- Job: Recast the records from the line containing "outline baby's neck" through the line containing "Outline every instance of the baby's neck.", inclusive, as a numbered list with blank lines dropped. Leave the pictures out of the answer.

[Image segmentation records]
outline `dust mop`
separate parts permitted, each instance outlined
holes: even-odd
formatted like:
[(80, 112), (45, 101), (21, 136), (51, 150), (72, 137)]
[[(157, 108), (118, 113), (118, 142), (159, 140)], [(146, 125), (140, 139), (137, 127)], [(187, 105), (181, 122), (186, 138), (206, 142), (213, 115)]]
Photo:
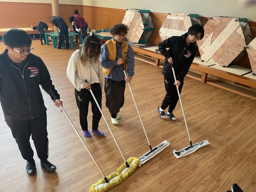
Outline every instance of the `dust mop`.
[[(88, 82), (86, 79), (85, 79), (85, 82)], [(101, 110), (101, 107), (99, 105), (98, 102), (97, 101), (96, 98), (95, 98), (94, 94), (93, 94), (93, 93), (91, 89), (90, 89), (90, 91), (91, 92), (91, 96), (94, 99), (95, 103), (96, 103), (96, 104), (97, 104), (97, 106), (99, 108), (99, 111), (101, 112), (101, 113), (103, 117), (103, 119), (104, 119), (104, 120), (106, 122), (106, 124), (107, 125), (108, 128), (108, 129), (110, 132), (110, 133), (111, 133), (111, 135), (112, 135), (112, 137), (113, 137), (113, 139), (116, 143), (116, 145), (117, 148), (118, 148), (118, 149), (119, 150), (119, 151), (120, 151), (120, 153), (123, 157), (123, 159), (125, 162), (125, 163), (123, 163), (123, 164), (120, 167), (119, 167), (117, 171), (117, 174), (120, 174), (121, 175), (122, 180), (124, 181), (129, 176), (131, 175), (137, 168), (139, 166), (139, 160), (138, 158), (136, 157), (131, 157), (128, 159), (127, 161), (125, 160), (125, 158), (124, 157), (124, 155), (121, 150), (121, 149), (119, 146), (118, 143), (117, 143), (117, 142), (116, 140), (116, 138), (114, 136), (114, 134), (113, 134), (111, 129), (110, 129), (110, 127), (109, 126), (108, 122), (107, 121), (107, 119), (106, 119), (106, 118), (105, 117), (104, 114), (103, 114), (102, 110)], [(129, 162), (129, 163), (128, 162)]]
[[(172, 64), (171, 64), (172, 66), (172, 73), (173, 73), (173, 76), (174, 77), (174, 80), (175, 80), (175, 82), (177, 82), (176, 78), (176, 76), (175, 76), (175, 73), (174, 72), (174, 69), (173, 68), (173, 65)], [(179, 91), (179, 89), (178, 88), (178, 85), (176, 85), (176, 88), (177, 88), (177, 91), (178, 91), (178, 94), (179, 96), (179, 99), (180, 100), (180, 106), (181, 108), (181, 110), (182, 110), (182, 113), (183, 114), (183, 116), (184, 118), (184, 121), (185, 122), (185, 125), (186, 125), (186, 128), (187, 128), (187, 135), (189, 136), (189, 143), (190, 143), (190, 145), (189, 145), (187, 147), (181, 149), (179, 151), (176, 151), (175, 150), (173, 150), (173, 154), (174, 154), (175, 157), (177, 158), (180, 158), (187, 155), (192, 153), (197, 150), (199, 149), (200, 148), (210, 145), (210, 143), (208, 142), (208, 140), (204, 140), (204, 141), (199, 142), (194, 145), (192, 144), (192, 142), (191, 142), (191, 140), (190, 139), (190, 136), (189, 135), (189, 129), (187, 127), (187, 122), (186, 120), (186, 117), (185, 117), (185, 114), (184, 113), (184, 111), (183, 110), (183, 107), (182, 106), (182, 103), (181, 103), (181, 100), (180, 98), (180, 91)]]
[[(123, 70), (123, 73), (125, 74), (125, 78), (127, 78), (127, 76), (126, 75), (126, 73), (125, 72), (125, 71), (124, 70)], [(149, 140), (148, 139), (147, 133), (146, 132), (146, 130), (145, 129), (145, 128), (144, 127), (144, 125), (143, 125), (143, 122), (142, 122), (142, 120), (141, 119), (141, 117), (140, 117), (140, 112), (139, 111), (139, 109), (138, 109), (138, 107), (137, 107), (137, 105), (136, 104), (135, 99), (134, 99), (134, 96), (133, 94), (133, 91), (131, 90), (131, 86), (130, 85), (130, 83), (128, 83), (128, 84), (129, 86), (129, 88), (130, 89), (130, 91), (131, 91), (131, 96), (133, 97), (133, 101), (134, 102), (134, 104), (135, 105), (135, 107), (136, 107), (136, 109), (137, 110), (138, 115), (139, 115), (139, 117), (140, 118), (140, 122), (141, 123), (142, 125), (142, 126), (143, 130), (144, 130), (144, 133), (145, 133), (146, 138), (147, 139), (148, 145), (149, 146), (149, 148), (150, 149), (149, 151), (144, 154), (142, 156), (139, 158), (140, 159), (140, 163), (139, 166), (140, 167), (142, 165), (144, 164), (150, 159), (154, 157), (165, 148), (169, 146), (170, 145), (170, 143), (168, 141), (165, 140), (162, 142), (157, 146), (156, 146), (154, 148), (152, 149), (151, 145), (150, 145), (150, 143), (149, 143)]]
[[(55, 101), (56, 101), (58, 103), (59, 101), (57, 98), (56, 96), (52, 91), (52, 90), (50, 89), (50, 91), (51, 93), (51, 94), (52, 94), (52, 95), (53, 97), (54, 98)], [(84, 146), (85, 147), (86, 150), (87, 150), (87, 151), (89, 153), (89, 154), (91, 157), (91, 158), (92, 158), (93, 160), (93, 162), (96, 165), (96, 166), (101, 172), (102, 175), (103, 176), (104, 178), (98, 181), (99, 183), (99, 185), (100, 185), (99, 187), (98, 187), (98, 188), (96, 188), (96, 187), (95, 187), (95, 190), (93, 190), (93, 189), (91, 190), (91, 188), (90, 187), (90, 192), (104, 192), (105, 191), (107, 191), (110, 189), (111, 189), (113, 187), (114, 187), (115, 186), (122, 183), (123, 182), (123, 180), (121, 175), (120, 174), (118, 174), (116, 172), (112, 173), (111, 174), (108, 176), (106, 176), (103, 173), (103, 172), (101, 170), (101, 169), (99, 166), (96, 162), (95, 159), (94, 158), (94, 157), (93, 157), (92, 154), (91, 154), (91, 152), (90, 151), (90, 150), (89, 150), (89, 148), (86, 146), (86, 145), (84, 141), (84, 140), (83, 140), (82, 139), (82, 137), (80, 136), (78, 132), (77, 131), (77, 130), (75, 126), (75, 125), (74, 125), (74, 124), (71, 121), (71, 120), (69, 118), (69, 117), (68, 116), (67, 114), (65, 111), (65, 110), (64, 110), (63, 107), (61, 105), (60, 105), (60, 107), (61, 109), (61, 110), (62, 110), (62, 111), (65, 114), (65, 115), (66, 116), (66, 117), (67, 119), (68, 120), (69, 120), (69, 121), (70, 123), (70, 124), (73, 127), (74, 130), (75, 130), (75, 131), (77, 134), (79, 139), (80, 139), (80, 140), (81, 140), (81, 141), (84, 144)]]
* * *
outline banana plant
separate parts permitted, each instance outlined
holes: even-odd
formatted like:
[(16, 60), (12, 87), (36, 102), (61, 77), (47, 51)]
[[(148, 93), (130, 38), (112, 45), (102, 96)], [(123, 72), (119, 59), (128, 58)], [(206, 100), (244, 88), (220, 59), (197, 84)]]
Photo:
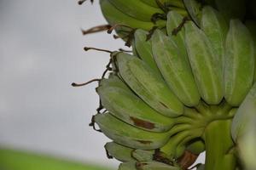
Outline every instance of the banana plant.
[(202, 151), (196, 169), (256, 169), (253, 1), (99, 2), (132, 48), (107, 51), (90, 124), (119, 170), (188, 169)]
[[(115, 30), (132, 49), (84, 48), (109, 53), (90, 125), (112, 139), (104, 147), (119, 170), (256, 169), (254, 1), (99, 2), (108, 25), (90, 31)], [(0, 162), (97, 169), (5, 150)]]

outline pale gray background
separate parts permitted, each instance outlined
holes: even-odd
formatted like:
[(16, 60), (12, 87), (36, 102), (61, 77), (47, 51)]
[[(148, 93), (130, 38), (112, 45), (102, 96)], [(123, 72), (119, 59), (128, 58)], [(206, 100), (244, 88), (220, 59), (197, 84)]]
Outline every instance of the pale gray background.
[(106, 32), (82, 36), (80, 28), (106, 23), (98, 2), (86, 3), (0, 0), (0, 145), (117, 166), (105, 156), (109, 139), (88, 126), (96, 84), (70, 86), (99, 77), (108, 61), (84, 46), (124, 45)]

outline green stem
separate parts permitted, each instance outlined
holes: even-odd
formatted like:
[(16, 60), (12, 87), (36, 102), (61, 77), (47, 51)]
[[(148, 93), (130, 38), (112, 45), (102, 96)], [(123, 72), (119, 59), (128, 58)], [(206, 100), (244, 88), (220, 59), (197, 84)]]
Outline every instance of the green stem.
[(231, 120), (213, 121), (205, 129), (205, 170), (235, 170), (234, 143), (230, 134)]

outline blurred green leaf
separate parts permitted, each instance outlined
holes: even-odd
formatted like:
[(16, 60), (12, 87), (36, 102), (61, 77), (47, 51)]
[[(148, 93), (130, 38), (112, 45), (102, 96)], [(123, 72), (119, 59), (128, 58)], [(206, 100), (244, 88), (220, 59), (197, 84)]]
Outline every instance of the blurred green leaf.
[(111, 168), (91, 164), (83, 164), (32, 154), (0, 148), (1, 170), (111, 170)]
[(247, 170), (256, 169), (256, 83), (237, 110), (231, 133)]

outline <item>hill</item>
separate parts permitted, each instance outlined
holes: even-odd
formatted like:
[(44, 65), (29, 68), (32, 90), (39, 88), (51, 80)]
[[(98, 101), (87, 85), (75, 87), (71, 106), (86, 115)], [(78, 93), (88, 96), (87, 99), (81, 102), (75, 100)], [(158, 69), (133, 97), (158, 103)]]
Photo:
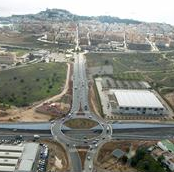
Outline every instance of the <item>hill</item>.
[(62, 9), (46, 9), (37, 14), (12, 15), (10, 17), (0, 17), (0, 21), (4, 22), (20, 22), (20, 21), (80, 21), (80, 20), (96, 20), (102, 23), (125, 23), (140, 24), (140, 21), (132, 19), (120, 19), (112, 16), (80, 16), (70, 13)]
---
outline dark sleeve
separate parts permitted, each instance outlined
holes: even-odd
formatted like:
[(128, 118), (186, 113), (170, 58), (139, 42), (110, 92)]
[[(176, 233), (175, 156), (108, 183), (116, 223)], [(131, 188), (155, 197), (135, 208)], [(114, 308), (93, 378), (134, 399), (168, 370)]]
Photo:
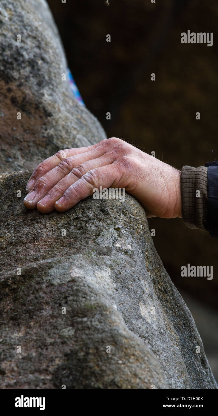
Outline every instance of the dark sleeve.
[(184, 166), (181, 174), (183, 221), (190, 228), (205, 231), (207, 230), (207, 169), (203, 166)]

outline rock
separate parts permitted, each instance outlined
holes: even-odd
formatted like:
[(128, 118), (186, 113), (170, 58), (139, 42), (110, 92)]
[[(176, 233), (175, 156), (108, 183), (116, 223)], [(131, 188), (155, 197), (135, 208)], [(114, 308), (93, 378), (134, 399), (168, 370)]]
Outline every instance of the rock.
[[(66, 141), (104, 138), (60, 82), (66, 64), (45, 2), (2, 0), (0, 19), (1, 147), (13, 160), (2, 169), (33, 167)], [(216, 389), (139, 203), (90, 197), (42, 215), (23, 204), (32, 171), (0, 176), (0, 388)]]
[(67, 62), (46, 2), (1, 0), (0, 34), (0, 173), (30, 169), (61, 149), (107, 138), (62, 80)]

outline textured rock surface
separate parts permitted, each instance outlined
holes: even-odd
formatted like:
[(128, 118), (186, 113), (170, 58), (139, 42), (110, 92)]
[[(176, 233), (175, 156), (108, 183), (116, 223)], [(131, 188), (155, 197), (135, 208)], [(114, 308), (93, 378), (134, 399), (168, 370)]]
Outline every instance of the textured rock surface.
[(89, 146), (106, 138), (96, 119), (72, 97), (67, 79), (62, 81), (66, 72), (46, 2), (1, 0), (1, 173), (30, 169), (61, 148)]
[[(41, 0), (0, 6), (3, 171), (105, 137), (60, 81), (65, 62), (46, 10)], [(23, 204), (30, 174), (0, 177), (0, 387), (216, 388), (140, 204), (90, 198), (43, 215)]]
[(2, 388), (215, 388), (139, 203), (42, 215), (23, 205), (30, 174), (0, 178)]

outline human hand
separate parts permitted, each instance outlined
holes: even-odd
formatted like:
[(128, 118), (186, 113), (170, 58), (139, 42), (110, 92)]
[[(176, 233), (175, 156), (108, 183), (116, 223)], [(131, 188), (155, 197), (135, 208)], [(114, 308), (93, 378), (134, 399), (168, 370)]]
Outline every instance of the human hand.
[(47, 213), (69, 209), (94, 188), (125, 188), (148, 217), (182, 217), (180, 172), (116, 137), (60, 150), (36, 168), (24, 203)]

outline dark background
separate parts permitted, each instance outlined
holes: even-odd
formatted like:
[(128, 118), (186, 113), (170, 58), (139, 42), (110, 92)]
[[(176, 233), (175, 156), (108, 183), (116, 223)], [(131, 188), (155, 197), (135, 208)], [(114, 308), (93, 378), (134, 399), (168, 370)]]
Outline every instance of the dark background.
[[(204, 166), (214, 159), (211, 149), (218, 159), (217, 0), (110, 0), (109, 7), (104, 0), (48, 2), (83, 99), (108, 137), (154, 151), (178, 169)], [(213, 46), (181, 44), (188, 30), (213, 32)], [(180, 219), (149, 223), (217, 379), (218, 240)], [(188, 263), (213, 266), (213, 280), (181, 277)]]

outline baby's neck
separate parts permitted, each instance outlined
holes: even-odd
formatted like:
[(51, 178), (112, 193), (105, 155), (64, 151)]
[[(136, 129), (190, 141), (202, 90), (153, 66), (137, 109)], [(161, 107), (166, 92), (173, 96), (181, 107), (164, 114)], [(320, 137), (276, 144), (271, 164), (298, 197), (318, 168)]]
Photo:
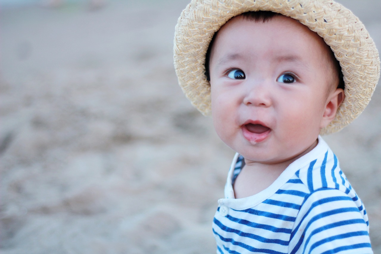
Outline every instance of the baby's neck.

- Response:
1. outline baby's neck
2. separate parts permitted, each instance outlined
3. holes: even-odd
4. formatted like:
5. [(51, 178), (112, 193), (105, 155), (64, 151)]
6. [[(136, 129), (190, 141), (202, 90), (153, 66), (137, 109)], [(161, 107), (166, 92), (173, 96), (181, 107), (164, 114)], [(320, 137), (276, 144), (271, 164), (298, 197), (318, 168)]]
7. Photo:
8. Outline every instance of the baby's neck.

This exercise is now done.